EXERCISE OBJECTIVE = Please transcribe all of the records precisely.

STORED DATA =

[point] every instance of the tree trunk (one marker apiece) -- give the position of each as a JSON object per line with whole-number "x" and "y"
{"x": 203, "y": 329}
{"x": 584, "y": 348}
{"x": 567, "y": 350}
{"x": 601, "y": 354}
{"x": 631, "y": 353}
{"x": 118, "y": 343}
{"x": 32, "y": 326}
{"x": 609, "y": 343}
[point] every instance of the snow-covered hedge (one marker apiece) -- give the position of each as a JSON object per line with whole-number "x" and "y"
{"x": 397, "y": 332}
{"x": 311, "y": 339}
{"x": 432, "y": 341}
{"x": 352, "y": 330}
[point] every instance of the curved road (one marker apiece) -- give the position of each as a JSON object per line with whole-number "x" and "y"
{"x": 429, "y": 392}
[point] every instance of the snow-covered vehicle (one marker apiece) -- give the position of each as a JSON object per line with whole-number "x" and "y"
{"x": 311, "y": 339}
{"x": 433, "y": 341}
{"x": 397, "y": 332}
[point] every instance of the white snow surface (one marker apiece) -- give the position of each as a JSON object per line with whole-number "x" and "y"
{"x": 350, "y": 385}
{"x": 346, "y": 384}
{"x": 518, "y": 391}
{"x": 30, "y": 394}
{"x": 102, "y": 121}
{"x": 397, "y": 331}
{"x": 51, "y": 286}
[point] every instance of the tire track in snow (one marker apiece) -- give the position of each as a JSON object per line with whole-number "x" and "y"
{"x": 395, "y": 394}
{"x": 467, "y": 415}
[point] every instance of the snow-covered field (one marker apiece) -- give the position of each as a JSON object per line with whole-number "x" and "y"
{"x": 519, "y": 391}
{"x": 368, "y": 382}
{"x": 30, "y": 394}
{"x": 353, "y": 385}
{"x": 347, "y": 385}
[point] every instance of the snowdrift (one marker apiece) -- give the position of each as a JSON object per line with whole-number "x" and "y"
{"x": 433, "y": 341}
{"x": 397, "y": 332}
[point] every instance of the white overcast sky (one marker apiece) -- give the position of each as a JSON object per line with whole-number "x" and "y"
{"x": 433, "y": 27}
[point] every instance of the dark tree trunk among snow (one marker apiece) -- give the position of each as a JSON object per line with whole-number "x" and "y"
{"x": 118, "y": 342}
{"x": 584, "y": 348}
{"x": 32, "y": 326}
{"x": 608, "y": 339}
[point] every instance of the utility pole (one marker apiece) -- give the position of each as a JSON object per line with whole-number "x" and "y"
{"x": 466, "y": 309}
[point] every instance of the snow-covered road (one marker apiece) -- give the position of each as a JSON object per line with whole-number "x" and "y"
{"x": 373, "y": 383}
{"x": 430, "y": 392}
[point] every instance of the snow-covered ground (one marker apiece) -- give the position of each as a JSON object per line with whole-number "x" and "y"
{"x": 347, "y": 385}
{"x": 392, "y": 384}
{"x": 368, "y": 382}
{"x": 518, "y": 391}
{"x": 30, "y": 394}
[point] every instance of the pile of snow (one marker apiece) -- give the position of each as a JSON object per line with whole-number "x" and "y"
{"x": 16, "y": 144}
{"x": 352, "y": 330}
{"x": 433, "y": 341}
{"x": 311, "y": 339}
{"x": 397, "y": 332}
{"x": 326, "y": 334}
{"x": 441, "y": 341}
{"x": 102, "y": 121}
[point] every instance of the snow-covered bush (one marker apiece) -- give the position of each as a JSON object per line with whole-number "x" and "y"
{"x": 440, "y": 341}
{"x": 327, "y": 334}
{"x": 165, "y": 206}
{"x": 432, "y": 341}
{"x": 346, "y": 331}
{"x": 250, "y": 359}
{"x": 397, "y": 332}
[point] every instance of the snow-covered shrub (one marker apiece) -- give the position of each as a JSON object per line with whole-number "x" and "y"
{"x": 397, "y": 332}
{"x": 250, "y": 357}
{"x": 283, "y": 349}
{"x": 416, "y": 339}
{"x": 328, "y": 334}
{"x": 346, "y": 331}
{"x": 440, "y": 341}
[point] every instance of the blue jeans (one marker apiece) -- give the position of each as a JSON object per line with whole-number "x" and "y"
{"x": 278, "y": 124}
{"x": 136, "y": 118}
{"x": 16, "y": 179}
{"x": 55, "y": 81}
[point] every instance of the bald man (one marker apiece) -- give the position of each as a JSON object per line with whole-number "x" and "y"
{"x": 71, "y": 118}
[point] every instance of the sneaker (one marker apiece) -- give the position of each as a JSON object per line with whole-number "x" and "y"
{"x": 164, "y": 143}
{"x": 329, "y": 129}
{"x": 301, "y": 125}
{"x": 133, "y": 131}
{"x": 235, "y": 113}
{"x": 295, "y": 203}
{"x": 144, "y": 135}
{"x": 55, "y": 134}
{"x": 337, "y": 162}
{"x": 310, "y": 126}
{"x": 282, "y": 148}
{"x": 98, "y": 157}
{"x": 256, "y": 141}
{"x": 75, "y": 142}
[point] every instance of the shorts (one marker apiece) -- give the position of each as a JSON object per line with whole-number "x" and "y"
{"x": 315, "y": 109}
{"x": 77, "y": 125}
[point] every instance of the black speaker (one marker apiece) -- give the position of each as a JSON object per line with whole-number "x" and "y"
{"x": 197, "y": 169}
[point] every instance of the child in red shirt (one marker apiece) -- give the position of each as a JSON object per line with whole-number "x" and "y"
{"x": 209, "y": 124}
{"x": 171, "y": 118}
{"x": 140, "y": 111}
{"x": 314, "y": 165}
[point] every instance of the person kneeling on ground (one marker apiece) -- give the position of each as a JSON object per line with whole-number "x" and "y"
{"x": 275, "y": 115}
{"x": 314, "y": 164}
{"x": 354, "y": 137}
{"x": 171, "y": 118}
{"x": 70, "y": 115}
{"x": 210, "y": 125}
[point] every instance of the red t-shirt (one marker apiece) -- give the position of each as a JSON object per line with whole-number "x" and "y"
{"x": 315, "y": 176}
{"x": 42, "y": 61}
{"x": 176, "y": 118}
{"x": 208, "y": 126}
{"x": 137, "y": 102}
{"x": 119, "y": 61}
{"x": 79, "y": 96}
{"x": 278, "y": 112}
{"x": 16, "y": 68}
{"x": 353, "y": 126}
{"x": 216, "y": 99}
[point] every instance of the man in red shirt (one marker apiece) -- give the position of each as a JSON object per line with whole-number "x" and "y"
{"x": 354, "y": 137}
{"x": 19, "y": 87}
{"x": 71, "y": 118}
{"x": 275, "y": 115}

ANSWER BOX =
[point] every instance of the tree trunk (one marker apiece) -- give the position of each as a JSON object per line with whole-number "x" and "y"
{"x": 203, "y": 329}
{"x": 584, "y": 348}
{"x": 567, "y": 350}
{"x": 601, "y": 354}
{"x": 631, "y": 353}
{"x": 118, "y": 343}
{"x": 32, "y": 326}
{"x": 609, "y": 343}
[point] every instance of the snow-covered hedge (one marker apiece) -- give the position of each as a JSON object per line with whole-number "x" and "y"
{"x": 397, "y": 332}
{"x": 311, "y": 339}
{"x": 432, "y": 341}
{"x": 352, "y": 330}
[point] every instance of the curved road (one marker apiece) -- give the position of each as a JSON object per line with whole-number "x" and "y"
{"x": 429, "y": 392}
[point] every instance of the snow-covered vehicle (one marker apiece) -- give the position of each as a JSON object per line with whole-number "x" and "y"
{"x": 311, "y": 339}
{"x": 433, "y": 341}
{"x": 397, "y": 332}
[point] every instance of the white snow surface (one marker apiece) -- give the position of each as a JSON object per line with whole-number "x" and "y"
{"x": 350, "y": 385}
{"x": 346, "y": 384}
{"x": 518, "y": 391}
{"x": 30, "y": 394}
{"x": 102, "y": 121}
{"x": 397, "y": 331}
{"x": 51, "y": 286}
[point] every instance of the tire track in snow (one marker apiece) -- give the position of each as a JSON object per line with whole-number "x" and "y"
{"x": 395, "y": 394}
{"x": 467, "y": 415}
[point] every instance of the snow-covered field (one marker apiece) -- give the position of each as a JSON object per line with whole-number "x" and "y"
{"x": 519, "y": 391}
{"x": 368, "y": 382}
{"x": 30, "y": 394}
{"x": 353, "y": 385}
{"x": 347, "y": 385}
[point] every instance of the snowdrift (one marker apiece) -- give the position of each as a JSON object per line with whole-number "x" and "y"
{"x": 433, "y": 341}
{"x": 397, "y": 332}
[point] every instance of the white overcast sky (one marker apiece) -- give the position of each as a JSON object per line with whole-number "x" and "y"
{"x": 433, "y": 27}
[point] every instance of the dark tree trunk among snow (one marker apiece) -- give the position of each as a JSON object per line with whole-number "x" and "y"
{"x": 118, "y": 342}
{"x": 584, "y": 348}
{"x": 32, "y": 326}
{"x": 608, "y": 339}
[point] every instance of the utility pole (one marker apiece) -- give the position of each as a JSON object per line with whole-number "x" and "y"
{"x": 466, "y": 309}
[point] every instance of the snow-covered road (one marker apiece) -- give the position of each as a JSON object per line with whole-number "x" and "y"
{"x": 373, "y": 383}
{"x": 430, "y": 392}
[point] every instance of the snow-covered ground (one marker apiece) -- give the position of each as a JSON object per line with whole-number "x" and "y"
{"x": 347, "y": 385}
{"x": 392, "y": 384}
{"x": 368, "y": 382}
{"x": 518, "y": 391}
{"x": 30, "y": 394}
[point] every instance of the pile of snow (one marker apiece) -- give the position of each as a JSON object per line with whole-number "x" and "y"
{"x": 16, "y": 144}
{"x": 352, "y": 330}
{"x": 433, "y": 341}
{"x": 311, "y": 339}
{"x": 397, "y": 332}
{"x": 326, "y": 334}
{"x": 441, "y": 341}
{"x": 102, "y": 121}
[point] every instance of the snow-covered bush (one marker apiece) -- give the position of each as a JSON object per line with whole-number "x" and "y"
{"x": 440, "y": 341}
{"x": 327, "y": 334}
{"x": 165, "y": 206}
{"x": 432, "y": 341}
{"x": 346, "y": 331}
{"x": 250, "y": 359}
{"x": 397, "y": 332}
[point] every instance of the snow-covered shrub (one marker apiece) -- give the position of each as a JSON object per line with whole-number "x" and "y"
{"x": 397, "y": 332}
{"x": 250, "y": 357}
{"x": 283, "y": 349}
{"x": 416, "y": 339}
{"x": 328, "y": 334}
{"x": 346, "y": 331}
{"x": 440, "y": 341}
[point] every instance of the blue jeans (one marker apiece) -- give the position of each as a JSON object per line with whole-number "x" and "y"
{"x": 278, "y": 124}
{"x": 136, "y": 118}
{"x": 16, "y": 179}
{"x": 55, "y": 81}
[point] every instance of the bald man (one marker apiece) -- give the position of each as a JSON object per line with whole-number "x" and "y"
{"x": 71, "y": 118}
[point] every instance of the sneaker (one marker apiece) -- give the position of each as a JSON object per line with whole-number "x" and "y"
{"x": 164, "y": 143}
{"x": 329, "y": 129}
{"x": 301, "y": 125}
{"x": 133, "y": 131}
{"x": 235, "y": 113}
{"x": 295, "y": 203}
{"x": 144, "y": 135}
{"x": 55, "y": 134}
{"x": 337, "y": 162}
{"x": 310, "y": 126}
{"x": 282, "y": 148}
{"x": 98, "y": 157}
{"x": 256, "y": 141}
{"x": 75, "y": 142}
[point] every instance of the shorts (one marker apiece) -- give the position of each as a JSON object per line with whole-number "x" and "y"
{"x": 315, "y": 109}
{"x": 77, "y": 125}
[point] every instance of the black speaker (one marker apiece) -- give the position of each as a JSON object per line with whole-number "x" and "y"
{"x": 197, "y": 169}
[point] every instance of the child in red shirt (one marker apiece) -- give the position of each as a JSON object per line with whole-number "x" and "y"
{"x": 209, "y": 124}
{"x": 171, "y": 118}
{"x": 140, "y": 111}
{"x": 314, "y": 165}
[point] every instance of the person kneeling on ground (one marker apiece) -- give the position of each as a JSON object per line with whole-number "x" and "y"
{"x": 275, "y": 115}
{"x": 314, "y": 164}
{"x": 354, "y": 137}
{"x": 171, "y": 118}
{"x": 70, "y": 115}
{"x": 210, "y": 125}
[point] every instance of the red t-shirt (one marker apiece) -- give the position of each as a JSON object per line with whole-number "x" and "y"
{"x": 315, "y": 176}
{"x": 42, "y": 61}
{"x": 176, "y": 118}
{"x": 208, "y": 126}
{"x": 137, "y": 102}
{"x": 119, "y": 61}
{"x": 79, "y": 96}
{"x": 278, "y": 112}
{"x": 16, "y": 68}
{"x": 353, "y": 126}
{"x": 216, "y": 99}
[point] every instance of the man in red shirt (one marker apiece) -- give the position of each as a JSON object per line with whole-number "x" and "y"
{"x": 354, "y": 137}
{"x": 19, "y": 87}
{"x": 71, "y": 118}
{"x": 275, "y": 115}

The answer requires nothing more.